# Given instruction
From the line containing "Given the photograph below" through the last line of the material, copy every line exactly, both ends inclusive; do not copy pictures.

# Supplied data
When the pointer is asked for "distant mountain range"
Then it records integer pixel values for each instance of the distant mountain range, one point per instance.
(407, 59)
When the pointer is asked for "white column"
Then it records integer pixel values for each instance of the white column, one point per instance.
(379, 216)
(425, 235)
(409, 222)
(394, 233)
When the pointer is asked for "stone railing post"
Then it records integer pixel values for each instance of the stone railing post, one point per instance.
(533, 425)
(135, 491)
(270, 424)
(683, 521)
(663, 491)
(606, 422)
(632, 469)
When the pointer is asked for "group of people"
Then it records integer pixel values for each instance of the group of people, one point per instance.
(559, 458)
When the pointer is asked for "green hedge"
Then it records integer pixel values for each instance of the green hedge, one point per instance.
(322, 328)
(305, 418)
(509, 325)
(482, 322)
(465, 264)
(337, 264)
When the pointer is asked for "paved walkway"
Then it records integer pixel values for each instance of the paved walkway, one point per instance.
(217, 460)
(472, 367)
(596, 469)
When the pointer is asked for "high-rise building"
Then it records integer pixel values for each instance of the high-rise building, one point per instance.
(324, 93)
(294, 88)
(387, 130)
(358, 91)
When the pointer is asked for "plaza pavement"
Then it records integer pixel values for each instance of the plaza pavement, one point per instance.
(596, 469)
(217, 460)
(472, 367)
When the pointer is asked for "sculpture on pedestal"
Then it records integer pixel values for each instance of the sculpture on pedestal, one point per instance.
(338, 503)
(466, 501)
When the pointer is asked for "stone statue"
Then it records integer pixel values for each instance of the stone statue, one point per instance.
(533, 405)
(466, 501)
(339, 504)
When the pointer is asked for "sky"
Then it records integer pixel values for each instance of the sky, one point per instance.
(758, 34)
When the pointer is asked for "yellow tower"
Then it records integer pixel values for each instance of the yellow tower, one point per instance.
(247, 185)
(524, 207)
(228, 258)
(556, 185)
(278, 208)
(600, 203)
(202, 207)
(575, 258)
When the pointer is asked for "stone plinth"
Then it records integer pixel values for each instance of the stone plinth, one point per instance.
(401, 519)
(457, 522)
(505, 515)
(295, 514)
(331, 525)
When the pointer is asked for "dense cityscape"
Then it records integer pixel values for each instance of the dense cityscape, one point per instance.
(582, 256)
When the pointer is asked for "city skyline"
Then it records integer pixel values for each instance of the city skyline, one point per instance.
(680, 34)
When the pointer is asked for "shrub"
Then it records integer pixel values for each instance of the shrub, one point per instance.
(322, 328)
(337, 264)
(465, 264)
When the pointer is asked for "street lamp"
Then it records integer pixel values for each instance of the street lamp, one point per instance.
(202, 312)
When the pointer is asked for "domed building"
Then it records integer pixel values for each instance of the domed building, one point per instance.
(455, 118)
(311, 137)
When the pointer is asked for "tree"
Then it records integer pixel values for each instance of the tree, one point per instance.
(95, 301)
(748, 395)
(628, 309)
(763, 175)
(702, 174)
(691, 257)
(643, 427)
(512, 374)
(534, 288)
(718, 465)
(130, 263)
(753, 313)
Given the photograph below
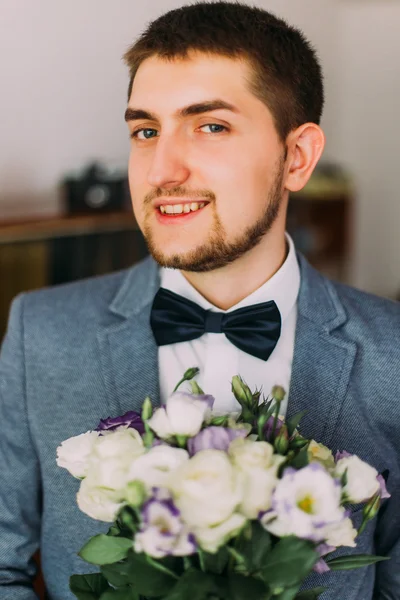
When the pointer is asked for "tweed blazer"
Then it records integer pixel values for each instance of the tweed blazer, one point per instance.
(83, 351)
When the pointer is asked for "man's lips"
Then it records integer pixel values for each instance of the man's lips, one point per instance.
(177, 218)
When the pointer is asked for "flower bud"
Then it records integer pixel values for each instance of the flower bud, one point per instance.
(127, 519)
(196, 389)
(147, 409)
(135, 493)
(281, 443)
(190, 373)
(241, 391)
(278, 393)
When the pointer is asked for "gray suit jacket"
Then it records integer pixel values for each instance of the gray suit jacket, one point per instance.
(82, 351)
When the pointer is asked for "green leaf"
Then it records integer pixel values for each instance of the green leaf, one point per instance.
(246, 588)
(147, 579)
(105, 550)
(256, 547)
(193, 585)
(288, 594)
(354, 561)
(290, 561)
(88, 587)
(215, 563)
(293, 422)
(311, 594)
(121, 594)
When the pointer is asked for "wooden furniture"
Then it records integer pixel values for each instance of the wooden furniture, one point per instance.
(37, 254)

# Output of the exercise
Given the photograph below
When the pointer is asked for "tweed blazer"
Then it records integer pixel values for each instance of the tweed blazer, one point per instance.
(83, 351)
When the pointer is asked for "man's lips"
Then it records integer pixel values for each instance of the man's lips, one point per instance.
(177, 218)
When the pointer is asked for "flower bud"
Then it records integer pixel values for each instance of the flower bud, one point per instance.
(127, 519)
(196, 389)
(147, 409)
(135, 493)
(281, 443)
(190, 373)
(241, 391)
(278, 393)
When the pointer is asked for "gray suit jacket"
Then it records integer pixel values for each instance of the gray suit jacket, one point per instance.
(82, 351)
When the pointer is asked for "green leaf"
Then it records integer pixel values for each instance of the green leaf, one point per instance.
(246, 588)
(147, 579)
(105, 550)
(256, 547)
(193, 585)
(288, 594)
(354, 561)
(290, 561)
(88, 587)
(215, 563)
(293, 422)
(311, 594)
(121, 594)
When the pointer is asked for "wooden furniture"
Then it records integer pixel values for each instance of the wooden furniture, one point per instance.
(37, 254)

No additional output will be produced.